--- start Recorded data ---

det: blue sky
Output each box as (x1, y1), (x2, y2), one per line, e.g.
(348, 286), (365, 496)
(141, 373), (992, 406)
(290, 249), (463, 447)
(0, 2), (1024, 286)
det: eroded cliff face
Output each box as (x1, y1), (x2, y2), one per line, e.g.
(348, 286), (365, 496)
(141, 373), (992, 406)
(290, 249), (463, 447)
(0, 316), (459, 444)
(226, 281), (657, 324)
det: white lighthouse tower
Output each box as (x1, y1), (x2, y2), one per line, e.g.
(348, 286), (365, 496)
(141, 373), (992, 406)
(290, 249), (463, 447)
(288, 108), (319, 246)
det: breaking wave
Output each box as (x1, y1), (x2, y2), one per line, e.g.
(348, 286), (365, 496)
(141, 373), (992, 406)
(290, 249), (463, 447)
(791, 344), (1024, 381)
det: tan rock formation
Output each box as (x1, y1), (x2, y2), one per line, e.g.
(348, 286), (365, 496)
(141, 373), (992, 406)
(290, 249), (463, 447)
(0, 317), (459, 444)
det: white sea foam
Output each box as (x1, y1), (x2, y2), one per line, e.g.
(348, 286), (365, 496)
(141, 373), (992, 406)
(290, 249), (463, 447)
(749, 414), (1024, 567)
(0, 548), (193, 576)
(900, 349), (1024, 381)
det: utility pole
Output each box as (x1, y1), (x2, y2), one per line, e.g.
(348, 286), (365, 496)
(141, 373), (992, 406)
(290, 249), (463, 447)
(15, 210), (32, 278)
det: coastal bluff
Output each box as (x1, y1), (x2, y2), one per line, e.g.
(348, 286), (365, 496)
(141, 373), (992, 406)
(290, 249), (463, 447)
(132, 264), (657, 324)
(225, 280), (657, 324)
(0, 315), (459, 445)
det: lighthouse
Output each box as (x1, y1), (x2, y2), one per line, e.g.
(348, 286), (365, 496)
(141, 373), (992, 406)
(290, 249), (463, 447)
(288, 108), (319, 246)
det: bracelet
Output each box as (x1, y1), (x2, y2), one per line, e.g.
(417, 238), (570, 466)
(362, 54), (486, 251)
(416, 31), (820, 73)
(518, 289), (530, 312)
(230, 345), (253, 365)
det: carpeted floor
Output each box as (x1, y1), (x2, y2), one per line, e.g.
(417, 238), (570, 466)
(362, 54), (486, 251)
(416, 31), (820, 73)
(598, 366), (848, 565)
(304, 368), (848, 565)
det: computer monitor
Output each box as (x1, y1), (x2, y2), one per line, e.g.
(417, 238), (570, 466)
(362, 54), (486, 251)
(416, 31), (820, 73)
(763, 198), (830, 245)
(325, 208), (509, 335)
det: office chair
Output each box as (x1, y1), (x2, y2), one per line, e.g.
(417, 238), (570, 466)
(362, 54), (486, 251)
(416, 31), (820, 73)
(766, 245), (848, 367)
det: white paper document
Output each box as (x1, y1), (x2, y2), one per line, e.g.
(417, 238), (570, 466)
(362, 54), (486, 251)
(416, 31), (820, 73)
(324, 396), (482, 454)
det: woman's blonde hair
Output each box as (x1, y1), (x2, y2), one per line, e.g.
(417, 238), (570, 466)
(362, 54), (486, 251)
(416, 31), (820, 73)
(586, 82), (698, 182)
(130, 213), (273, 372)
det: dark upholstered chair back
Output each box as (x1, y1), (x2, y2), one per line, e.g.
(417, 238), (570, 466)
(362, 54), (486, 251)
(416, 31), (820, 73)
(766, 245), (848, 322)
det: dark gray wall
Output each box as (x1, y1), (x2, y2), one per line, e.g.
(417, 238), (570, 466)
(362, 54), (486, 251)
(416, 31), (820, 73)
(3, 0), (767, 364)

--- end Recorded data ---

Pick out each line in the items above that contains the string "lighthouse", and copy those lines.

* Complete output:
det: white lighthouse tower
det: lighthouse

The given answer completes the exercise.